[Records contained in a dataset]
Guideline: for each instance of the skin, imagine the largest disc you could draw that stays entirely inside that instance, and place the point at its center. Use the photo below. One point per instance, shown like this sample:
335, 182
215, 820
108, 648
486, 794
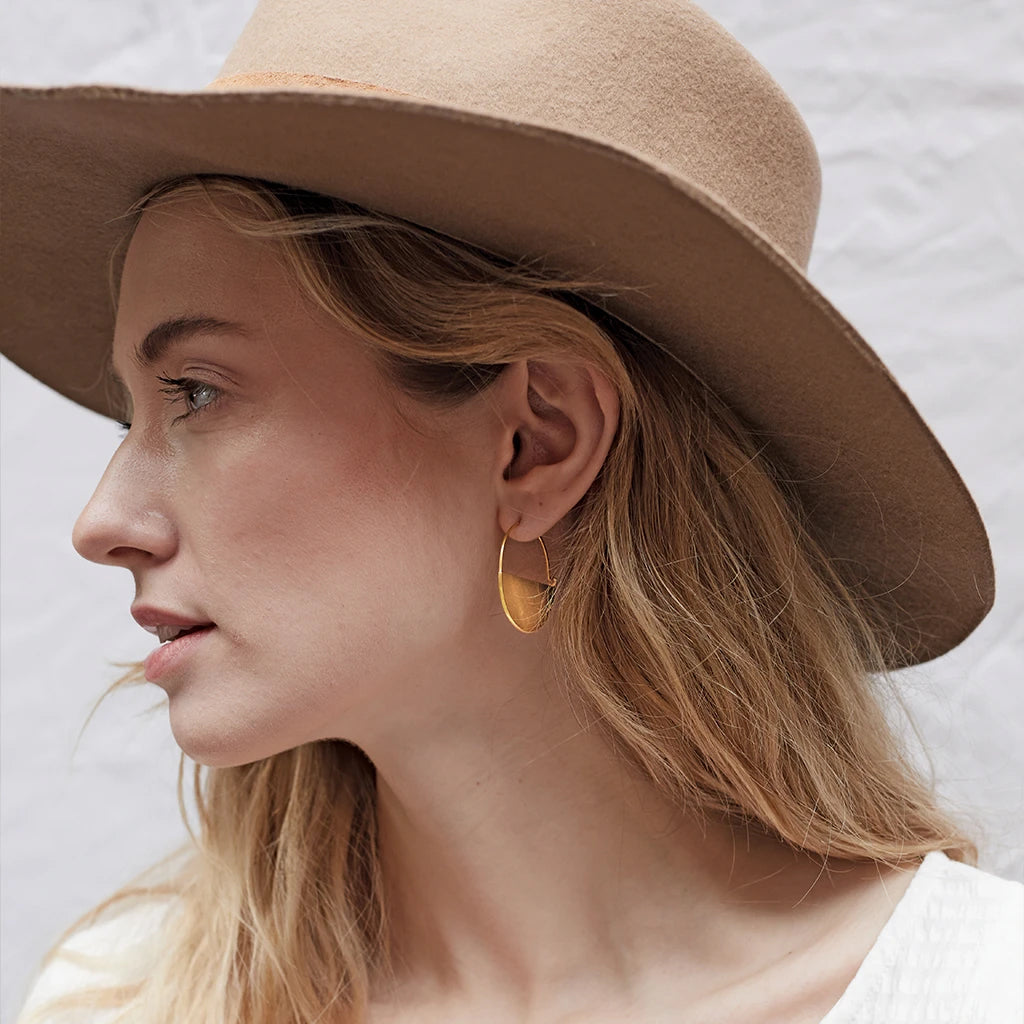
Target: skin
344, 541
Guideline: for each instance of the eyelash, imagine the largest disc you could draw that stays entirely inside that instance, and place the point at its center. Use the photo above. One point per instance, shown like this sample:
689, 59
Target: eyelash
180, 387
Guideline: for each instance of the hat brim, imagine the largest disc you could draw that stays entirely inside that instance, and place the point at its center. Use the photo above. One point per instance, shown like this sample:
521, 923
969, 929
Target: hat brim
881, 494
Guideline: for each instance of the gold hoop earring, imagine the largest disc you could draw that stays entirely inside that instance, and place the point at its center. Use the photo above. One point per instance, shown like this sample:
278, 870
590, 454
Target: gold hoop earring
526, 602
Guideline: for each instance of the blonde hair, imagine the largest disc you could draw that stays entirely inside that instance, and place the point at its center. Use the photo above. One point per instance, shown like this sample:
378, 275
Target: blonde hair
698, 625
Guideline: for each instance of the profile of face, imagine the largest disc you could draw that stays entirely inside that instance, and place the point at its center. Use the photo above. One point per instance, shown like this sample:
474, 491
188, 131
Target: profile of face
342, 539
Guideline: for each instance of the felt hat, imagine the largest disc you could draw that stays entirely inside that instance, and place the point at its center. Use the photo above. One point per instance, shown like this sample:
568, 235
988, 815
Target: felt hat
631, 140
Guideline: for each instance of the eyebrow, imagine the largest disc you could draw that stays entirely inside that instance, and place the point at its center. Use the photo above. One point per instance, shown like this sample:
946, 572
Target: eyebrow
165, 335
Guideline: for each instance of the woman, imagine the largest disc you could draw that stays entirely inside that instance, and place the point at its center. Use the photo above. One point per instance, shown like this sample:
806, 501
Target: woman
648, 774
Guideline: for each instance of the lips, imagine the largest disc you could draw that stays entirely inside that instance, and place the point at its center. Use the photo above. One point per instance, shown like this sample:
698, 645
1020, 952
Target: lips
167, 624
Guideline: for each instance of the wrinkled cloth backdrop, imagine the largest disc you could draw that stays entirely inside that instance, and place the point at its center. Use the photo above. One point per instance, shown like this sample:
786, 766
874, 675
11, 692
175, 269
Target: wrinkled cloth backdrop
915, 108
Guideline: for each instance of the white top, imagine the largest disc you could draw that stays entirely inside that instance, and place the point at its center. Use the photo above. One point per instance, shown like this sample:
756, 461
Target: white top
951, 952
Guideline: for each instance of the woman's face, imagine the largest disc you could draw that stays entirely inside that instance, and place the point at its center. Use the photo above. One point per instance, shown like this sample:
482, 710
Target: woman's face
344, 547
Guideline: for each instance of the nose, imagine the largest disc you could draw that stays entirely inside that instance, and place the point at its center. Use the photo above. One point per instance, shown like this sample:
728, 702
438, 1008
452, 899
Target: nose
124, 523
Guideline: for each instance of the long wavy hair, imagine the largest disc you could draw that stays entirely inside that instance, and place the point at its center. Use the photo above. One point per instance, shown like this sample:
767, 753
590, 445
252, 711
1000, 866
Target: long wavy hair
699, 626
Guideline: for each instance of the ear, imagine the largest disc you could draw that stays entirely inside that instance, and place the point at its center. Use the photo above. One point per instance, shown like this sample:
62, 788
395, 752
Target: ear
559, 419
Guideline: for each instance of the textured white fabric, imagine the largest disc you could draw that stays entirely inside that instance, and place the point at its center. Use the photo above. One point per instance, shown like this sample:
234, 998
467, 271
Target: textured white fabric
951, 952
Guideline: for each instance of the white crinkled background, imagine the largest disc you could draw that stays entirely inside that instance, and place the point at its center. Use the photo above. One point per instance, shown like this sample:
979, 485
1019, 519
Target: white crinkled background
918, 111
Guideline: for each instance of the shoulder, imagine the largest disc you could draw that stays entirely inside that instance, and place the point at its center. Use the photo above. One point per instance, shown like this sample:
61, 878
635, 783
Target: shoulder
952, 951
113, 950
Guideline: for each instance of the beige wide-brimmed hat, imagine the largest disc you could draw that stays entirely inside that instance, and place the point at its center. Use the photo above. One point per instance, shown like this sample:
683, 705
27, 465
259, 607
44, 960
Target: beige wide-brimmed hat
631, 140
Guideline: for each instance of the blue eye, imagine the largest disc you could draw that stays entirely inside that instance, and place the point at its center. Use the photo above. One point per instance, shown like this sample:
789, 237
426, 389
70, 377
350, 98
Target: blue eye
184, 388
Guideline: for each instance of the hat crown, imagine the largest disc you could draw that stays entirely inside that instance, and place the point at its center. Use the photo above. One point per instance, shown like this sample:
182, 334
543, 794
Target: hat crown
657, 78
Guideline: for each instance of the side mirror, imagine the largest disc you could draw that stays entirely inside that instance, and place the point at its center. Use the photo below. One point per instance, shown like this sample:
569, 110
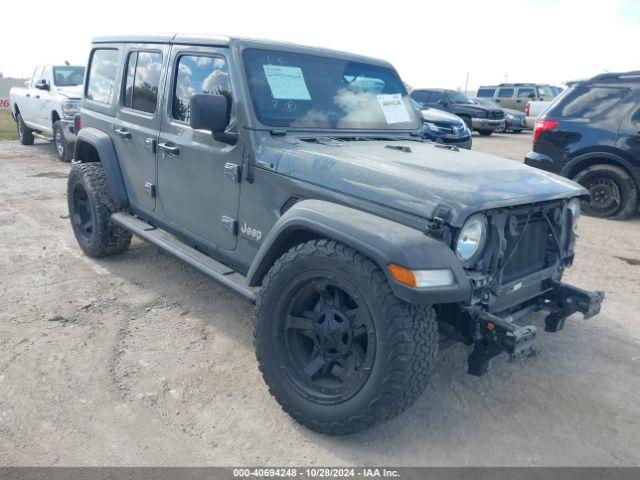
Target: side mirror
209, 112
42, 84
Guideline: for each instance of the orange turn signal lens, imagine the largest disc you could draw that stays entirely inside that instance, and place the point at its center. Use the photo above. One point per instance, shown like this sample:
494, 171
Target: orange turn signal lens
402, 275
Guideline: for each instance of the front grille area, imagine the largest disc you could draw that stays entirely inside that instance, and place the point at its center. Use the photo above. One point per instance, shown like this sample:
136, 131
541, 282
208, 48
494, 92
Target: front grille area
526, 252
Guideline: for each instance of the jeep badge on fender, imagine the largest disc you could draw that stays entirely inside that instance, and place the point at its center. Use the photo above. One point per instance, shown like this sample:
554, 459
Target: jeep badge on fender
371, 240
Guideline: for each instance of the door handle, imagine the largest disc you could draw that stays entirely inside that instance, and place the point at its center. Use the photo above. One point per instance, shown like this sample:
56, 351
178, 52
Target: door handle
122, 132
168, 150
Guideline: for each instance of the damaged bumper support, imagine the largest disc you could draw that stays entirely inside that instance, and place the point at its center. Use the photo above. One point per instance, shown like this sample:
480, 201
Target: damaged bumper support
495, 334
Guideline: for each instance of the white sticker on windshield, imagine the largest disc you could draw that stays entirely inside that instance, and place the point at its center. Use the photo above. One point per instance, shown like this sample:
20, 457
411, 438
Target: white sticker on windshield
394, 109
286, 83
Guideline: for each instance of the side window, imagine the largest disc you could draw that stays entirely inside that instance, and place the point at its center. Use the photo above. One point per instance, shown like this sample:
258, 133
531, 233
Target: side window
142, 81
525, 92
37, 73
486, 92
102, 75
198, 74
589, 102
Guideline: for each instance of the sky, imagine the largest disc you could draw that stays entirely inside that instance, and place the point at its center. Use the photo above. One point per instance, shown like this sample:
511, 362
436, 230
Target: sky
431, 44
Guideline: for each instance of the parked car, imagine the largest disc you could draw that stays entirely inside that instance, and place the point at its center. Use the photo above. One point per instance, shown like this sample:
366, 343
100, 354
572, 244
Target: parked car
443, 127
516, 95
591, 134
514, 120
310, 192
534, 109
47, 105
477, 117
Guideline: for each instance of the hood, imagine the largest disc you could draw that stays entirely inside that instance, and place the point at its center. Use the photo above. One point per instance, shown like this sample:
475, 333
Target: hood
418, 181
74, 92
433, 115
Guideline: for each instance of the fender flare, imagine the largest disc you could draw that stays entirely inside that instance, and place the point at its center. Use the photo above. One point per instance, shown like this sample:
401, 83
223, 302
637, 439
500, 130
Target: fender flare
381, 240
609, 156
103, 144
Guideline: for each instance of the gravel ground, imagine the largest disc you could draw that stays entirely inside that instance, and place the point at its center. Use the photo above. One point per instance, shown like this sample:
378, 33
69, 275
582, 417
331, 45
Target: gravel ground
139, 360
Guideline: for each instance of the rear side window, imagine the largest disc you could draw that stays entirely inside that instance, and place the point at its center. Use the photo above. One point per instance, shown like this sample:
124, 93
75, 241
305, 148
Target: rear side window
143, 80
486, 92
526, 92
102, 75
589, 102
198, 74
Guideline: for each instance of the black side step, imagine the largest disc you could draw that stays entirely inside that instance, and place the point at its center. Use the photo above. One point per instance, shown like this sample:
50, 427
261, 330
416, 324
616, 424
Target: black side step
198, 260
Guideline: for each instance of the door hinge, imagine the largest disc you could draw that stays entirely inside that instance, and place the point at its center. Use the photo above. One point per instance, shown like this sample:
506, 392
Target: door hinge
230, 225
233, 171
150, 188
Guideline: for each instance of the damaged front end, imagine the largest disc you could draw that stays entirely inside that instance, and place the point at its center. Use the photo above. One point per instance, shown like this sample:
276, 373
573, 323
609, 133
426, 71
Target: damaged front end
518, 272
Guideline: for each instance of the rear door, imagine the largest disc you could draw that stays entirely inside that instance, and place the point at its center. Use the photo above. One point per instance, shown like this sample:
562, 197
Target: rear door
505, 97
524, 95
136, 125
198, 194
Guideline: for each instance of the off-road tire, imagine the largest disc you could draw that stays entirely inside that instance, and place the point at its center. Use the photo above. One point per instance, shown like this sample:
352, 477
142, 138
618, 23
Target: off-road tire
626, 186
406, 341
105, 237
62, 147
25, 134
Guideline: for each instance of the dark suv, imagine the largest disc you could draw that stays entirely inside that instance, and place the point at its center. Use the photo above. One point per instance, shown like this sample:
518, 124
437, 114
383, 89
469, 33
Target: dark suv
298, 178
485, 120
592, 134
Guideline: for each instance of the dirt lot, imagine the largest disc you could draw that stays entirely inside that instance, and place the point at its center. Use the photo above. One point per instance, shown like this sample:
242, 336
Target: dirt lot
139, 360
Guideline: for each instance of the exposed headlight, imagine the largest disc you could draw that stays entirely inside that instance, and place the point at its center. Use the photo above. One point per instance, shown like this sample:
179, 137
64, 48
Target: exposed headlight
574, 208
71, 107
472, 239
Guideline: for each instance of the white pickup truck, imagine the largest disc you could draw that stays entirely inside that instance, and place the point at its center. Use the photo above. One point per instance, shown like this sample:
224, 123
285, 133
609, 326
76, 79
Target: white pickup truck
46, 106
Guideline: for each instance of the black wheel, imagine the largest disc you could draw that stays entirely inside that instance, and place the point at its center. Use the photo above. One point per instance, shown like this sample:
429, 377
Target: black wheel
90, 209
25, 134
613, 191
336, 348
63, 149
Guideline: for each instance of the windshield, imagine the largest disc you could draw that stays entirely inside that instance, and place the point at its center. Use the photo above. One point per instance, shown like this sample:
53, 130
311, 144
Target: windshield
309, 91
457, 97
68, 76
487, 102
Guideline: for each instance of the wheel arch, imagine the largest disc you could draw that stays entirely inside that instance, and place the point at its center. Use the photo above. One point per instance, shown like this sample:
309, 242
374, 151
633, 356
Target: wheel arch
586, 160
93, 145
383, 241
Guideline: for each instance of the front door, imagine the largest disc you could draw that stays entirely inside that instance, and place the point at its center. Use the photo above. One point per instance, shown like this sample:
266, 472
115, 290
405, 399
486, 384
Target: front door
198, 195
135, 128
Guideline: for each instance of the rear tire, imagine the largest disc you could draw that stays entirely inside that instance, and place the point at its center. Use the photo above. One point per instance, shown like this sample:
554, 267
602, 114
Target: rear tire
614, 193
337, 349
90, 209
25, 134
63, 149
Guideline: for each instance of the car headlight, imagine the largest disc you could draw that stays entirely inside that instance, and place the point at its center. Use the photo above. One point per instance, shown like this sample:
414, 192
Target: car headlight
472, 239
71, 107
574, 208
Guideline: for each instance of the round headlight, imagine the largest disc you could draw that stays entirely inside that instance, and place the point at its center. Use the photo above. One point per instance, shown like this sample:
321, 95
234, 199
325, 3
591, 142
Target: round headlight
574, 208
472, 239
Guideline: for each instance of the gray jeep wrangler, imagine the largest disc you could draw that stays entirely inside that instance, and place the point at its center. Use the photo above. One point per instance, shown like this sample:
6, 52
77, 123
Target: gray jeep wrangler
298, 178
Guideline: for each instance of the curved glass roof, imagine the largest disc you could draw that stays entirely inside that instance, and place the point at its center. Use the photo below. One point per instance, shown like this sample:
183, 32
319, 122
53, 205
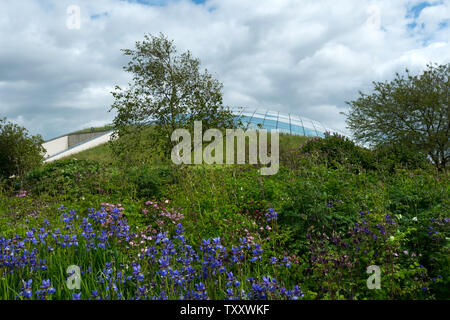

▸ EXERCISE DESCRIPTION: Starting at the line that contains "Guideline: for each instance of the gray" and ending at the last of the records, replace "photo" with "image" and leave everything else unchanged. Give back only those lines, and leave out the pictures.

▸ TASK OUTPUT:
Guideline: for each instance of the gray jeep wrangler, imagine the largest disc you could draw that stays entirely inside that instance, and place the point at its center. Use the image above. One point per instance, shown like this sample:
6, 52
77, 123
Target: gray jeep wrangler
298, 178
Guideline: for each instance of the curved glass roof, imagine the largest disc you could draw that stays entirely inside that instance, and place the point at its center. Use the image below. One point per instance, shown like this sample:
183, 32
319, 122
53, 205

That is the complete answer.